What you will do:
Carry on the Anchor escrow integration test code from the point where it stops.

Page:
^^^^^^^^^^^^^^^^
End-to-end integration tests (Typescript)

Conveniently, our app will also serve as our "integration test" for the Escrow program above. It literally does RPC against your program deployed against your Solana localnet. Recall Anchor generates the scaffolding with anchor init and does everything with a single anchor test.

import * as anchor from '@project-serum/anchor';
import {Program} from '@project-serum/anchor';
import {AnchorEscrow} from '../target/types/anchor_escrow';
import {AccountLayout, Token, TOKEN_PROGRAM_ID} from "@solana/spl-token";
import {
  Connection,
  Keypair,
  LAMPORTS_PER_SOL,
  PublicKey,
  SystemProgram,
  SYSVAR_RENT_PUBKEY,
  Transaction
} from "@solana/web3.js";
import * as assert from "assert";

describe('anchorEscrow', () => {
  // Configure the client to use the local cluster.
  anchor.setProvider(anchor.Provider.env());

  const program = anchor.workspace.AnchorEscrow as Program<AnchorEscrow>;
  const connection = new Connection("http://localhost:8899", 'singleGossip');

  let admin;
  let tokenX: Token;
  let tokenY: Token;
  let initializer: Keypair;
  let initializerTokensX: PublicKey;
  let initializerTokensY: PublicKey;
  let taker: Keypair;
  let takerTokensX: PublicKey;
  let takerTokensY: PublicKey;
  let tempTokenAccount: Keypair;
  let escrowAccount: Keypair;

  const amountX = 42;
  const amountY = 24;

  it('setup', async () => {
    admin = anchor.web3.Keypair.generate();
    await connection.confirmTransaction(await connection.requestAirdrop(
        admin.publicKey,
        LAMPORTS_PER_SOL
    ));

    // Set up Token Mint
    tokenX = await Token.createMint(
        connection,
        admin,
        admin.publicKey,
        null,
        0,
        TOKEN_PROGRAM_ID
    );
    tokenY = await Token.createMint(
        connection,
        admin,
        admin.publicKey,
        null,
        0,
        TOKEN_PROGRAM_ID
    );

    // Alice
    initializer = anchor.web3.Keypair.generate();
    await connection.confirmTransaction(await connection.requestAirdrop(
        initializer.publicKey,
        LAMPORTS_PER_SOL
    ));
    initializerTokensX = await tokenX.createAccount(initializer.publicKey);
    await tokenX.mintTo(initializerTokensX, admin, [], 100);
    initializerTokensY = await tokenY.createAccount(initializer.publicKey);

    // Bob
    taker = anchor.web3.Keypair.generate();
    await connection.confirmTransaction(await connection.requestAirdrop(
        taker.publicKey,
        LAMPORTS_PER_SOL
    ));
    takerTokensX = await tokenX.createAccount(taker.publicKey);
    takerTokensY = await tokenY.createAccount(taker.publicKey);
    await tokenY.mintTo(takerTokensY, admin, [], 100);

    // setting up input accounts for escrow
    // includes setting up Alice's "tempTokenAccount" as described in the tutorial
    // it's kind of pointless in a unit test, but i'm doing it just for completeness
    tempTokenAccount = anchor.web3.Keypair.generate();
    escrowAccount = anchor.web3.Keypair.generate();
    const XTokenMintAccountPubkey = new PublicKey((await connection.getParsedAccountInfo(initializerTokensX, 'singleGossip')).value!.data.parsed.info.mint);
    const createTempTokenAccountIx = SystemProgram.createAccount({
      programId: TOKEN_PROGRAM_ID,
      space: AccountLayout.span,
      lamports: await connection.getMinimumBalanceForRentExemption(AccountLayout.span, 'singleGossip'),
      fromPubkey: initializer.publicKey,
      newAccountPubkey: tempTokenAccount.publicKey
    });
    const initTempAccountIx = Token.createInitAccountInstruction(TOKEN_PROGRAM_ID, XTokenMintAccountPubkey, tempTokenAccount.publicKey, initializer.publicKey);
    const transferXTokensToTempAccIx = Token.createTransferInstruction(
        TOKEN_PROGRAM_ID, initializerTokensX, tempTokenAccount.publicKey, initializer.publicKey, [], amountX);
    const tx = new Transaction().add(createTempTokenAccountIx, initTempAccountIx, transferXTokensToTempAccIx);
    await connection.confirmTransaction(
        await connection.sendTransaction(tx, [initializer, tempTokenAccount], {
          skipPreflight: false,
          preflightCommitment: 'singleGossip'
        })
^^^^^^^^^^^^^^^^
[Raw records]
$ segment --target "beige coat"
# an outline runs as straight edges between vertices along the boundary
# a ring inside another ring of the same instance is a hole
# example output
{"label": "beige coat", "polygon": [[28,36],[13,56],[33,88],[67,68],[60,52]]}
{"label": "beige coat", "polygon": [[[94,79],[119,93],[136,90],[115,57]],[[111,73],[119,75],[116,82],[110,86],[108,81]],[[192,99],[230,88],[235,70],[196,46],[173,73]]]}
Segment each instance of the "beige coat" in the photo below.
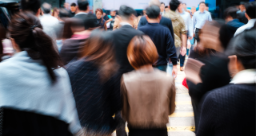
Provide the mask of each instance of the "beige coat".
{"label": "beige coat", "polygon": [[175,110],[175,84],[171,76],[155,69],[124,74],[121,90],[122,118],[133,128],[166,128]]}

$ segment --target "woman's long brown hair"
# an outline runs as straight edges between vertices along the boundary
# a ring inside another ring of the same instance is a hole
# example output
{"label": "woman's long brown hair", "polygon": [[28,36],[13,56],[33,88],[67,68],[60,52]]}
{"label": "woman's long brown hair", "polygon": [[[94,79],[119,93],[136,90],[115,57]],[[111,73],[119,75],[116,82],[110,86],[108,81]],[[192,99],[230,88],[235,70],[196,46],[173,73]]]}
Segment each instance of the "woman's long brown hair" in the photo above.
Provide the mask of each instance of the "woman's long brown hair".
{"label": "woman's long brown hair", "polygon": [[113,37],[110,32],[95,29],[82,49],[82,57],[93,62],[100,70],[102,80],[109,80],[118,69],[116,63]]}

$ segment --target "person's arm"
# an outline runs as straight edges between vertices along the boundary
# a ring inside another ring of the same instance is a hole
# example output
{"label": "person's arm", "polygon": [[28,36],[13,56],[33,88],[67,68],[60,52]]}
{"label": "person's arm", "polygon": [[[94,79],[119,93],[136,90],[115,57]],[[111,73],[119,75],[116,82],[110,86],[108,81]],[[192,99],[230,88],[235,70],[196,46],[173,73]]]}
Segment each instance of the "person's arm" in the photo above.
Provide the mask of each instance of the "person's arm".
{"label": "person's arm", "polygon": [[197,136],[212,136],[214,134],[215,125],[217,125],[215,121],[218,116],[216,115],[216,111],[218,111],[218,107],[212,93],[206,95],[205,99],[202,102],[202,105],[199,125],[197,129]]}
{"label": "person's arm", "polygon": [[175,83],[174,83],[174,80],[172,80],[171,83],[171,88],[170,88],[170,91],[171,91],[171,95],[170,98],[170,115],[173,114],[175,111],[175,97],[176,97],[176,87],[175,87]]}
{"label": "person's arm", "polygon": [[122,117],[123,120],[126,122],[126,114],[128,112],[129,103],[127,99],[127,90],[123,80],[123,76],[121,79],[121,96],[122,97],[122,109],[121,112]]}
{"label": "person's arm", "polygon": [[139,20],[139,22],[138,24],[138,29],[142,27],[142,26],[144,26],[146,23],[146,17],[143,16],[141,17],[141,19]]}
{"label": "person's arm", "polygon": [[188,29],[188,33],[189,33],[189,37],[190,37],[190,40],[193,38],[193,34],[194,34],[194,32],[193,32],[193,22],[192,22],[192,19],[190,17],[190,16],[188,16],[188,26],[189,28],[187,29]]}
{"label": "person's arm", "polygon": [[168,60],[173,63],[173,72],[172,76],[174,78],[177,77],[177,54],[176,54],[176,48],[174,45],[174,41],[173,37],[171,37],[170,30],[166,30],[166,53]]}
{"label": "person's arm", "polygon": [[208,12],[208,21],[213,21],[213,19],[211,18],[211,14],[210,14],[210,12]]}

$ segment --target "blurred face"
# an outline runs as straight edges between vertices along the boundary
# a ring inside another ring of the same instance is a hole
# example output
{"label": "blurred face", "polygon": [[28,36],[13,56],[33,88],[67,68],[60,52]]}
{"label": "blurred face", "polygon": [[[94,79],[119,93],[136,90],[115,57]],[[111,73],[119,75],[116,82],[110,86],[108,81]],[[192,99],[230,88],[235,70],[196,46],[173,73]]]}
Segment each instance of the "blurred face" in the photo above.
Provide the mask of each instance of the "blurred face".
{"label": "blurred face", "polygon": [[186,10],[186,4],[183,4],[183,8],[185,10],[185,11]]}
{"label": "blurred face", "polygon": [[201,3],[199,6],[199,10],[200,11],[204,11],[206,10],[206,4]]}
{"label": "blurred face", "polygon": [[111,16],[115,16],[116,14],[117,14],[117,13],[116,13],[115,11],[111,11],[111,12],[110,12],[110,15],[111,15]]}
{"label": "blurred face", "polygon": [[160,10],[161,10],[161,12],[163,12],[163,10],[165,10],[165,5],[164,4],[161,4]]}
{"label": "blurred face", "polygon": [[70,7],[71,12],[75,12],[76,10],[77,10],[77,8],[75,6],[71,6]]}
{"label": "blurred face", "polygon": [[192,14],[194,14],[196,11],[197,11],[197,10],[195,8],[191,9]]}
{"label": "blurred face", "polygon": [[183,9],[183,5],[182,5],[182,4],[180,4],[180,5],[178,6],[178,12],[180,12],[180,13],[183,12],[183,11],[182,11],[182,9]]}
{"label": "blurred face", "polygon": [[101,12],[98,11],[96,13],[96,17],[98,19],[100,19],[102,17],[102,14]]}
{"label": "blurred face", "polygon": [[200,45],[217,51],[222,50],[219,40],[219,28],[206,23],[201,29]]}

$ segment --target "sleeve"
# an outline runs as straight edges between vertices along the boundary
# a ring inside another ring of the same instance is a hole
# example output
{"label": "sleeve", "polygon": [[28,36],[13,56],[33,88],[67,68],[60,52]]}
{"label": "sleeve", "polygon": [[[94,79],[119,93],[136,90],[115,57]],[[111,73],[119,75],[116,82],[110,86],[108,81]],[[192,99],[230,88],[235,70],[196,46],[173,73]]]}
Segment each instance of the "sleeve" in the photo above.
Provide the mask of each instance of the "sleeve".
{"label": "sleeve", "polygon": [[170,115],[173,114],[175,111],[175,97],[176,97],[176,87],[174,80],[172,80],[171,87],[170,87],[171,95],[170,97]]}
{"label": "sleeve", "polygon": [[139,22],[138,24],[138,29],[145,25],[146,25],[146,17],[142,17],[141,19],[139,20]]}
{"label": "sleeve", "polygon": [[208,12],[208,21],[213,21],[213,19],[211,18],[211,15],[210,15],[210,12]]}
{"label": "sleeve", "polygon": [[193,31],[195,28],[195,24],[197,23],[197,20],[196,20],[196,14],[194,14],[194,17],[193,17]]}
{"label": "sleeve", "polygon": [[192,22],[192,19],[190,17],[190,15],[189,15],[188,17],[188,33],[189,33],[189,37],[193,37],[194,32],[193,32],[193,22]]}
{"label": "sleeve", "polygon": [[174,45],[174,41],[170,34],[170,32],[168,30],[166,31],[166,53],[167,58],[170,59],[170,61],[174,65],[177,64],[177,54],[176,54],[176,48]]}
{"label": "sleeve", "polygon": [[202,105],[197,136],[212,136],[214,134],[215,120],[218,118],[214,111],[217,111],[218,107],[216,107],[216,101],[212,94],[208,94],[206,99],[202,101]]}
{"label": "sleeve", "polygon": [[121,95],[122,96],[122,117],[124,119],[124,121],[127,121],[127,112],[129,108],[129,103],[127,99],[127,90],[126,84],[124,83],[123,76],[121,80]]}
{"label": "sleeve", "polygon": [[174,42],[175,42],[174,41],[175,38],[174,38],[174,27],[173,27],[173,22],[171,21],[170,19],[168,19],[168,20],[170,20],[170,23],[169,23],[168,28],[170,29],[171,37],[173,37]]}
{"label": "sleeve", "polygon": [[179,22],[180,22],[180,26],[181,26],[181,33],[182,34],[186,34],[186,25],[185,25],[185,21],[183,20],[183,18],[182,17],[178,17]]}

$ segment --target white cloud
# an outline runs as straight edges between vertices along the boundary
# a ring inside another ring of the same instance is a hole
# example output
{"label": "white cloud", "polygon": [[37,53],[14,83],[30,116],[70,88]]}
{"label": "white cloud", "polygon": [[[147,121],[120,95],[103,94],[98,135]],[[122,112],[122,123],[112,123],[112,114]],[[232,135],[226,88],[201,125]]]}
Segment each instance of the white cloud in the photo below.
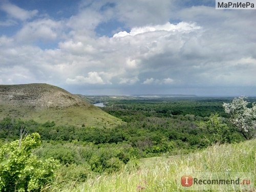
^^^^^^^^^^^^^^^^
Response to this exercise:
    );
  })

  it('initEscrow', async () => {
    await program.rpc.initEscrow(
        new anchor.BN(amountY),
        {
          accounts: {
            initializer: initializer.publicKey,
            tempTokenAccount: tempTokenAccount.publicKey,
            tokenToReceiveAccount: initializerTokensY,
            escrowAccount: escrowAccount.publicKey,
            rent: SYSVAR_RENT_PUBKEY,
            tokenProgram: TOKEN_PROGRAM_ID,
            systemProgram: SystemProgram.programId
          },
          signers: [initializer, escrowAccount]
        })
    assert.equal(await getBalance(tokenX, initializerTokensX), 100 - amountX);
    assert.equal(await getBalance(tokenX, tempTokenAccount.publicKey), amountX);
    assert.equal((await program.account.escrow.fetch(escrowAccount.publicKey)).expectedAmount.toNumber(), amountY);
  })

  it('exchange', async () => {
    const [pda, _] = await PublicKey.findProgramAddress(
        [Buffer.from(anchor.utils.bytes.utf8.encode("escrow"))],
        program.programId
    );
    const tx = await program.rpc.exchange(
        new anchor.BN(amountY),
        {
          accounts: {
            taker: taker.publicKey,
            takersSendingTokenAccount: takerTokensY,
            takersTokenToReceiveAccount: takerTokensX,
            pdasTempTokenAccount: tempTokenAccount.publicKey,
            initializer: initializer.publicKey,
            initializersTokenToReceiveAccount: initializerTokensY,
            escrowAccount: escrowAccount.publicKey,
            pdaAccount: pda,
            tokenProgram: TOKEN_PROGRAM_ID
          },
          signers: [taker]
        }
    );
    await connection.confirmTransaction(tx);
    assert.equal(await getBalance(tokenX, initializerTokensX), 100 - amountX);
    assert.equal(await getBalance(tokenY, initializerTokensY), amountY);
    assert.equal(await getBalance(tokenX, takerTokensX), amountX);
    assert.equal(await getBalance(tokenY, takerTokensY), 100 - amountY);
  });
});

const getBalance = async (token: Token, publicKey: PublicKey) => (await token.getAccountInfo(publicKey)).amount.toNumber()

Local integration tests (Rust, WIP)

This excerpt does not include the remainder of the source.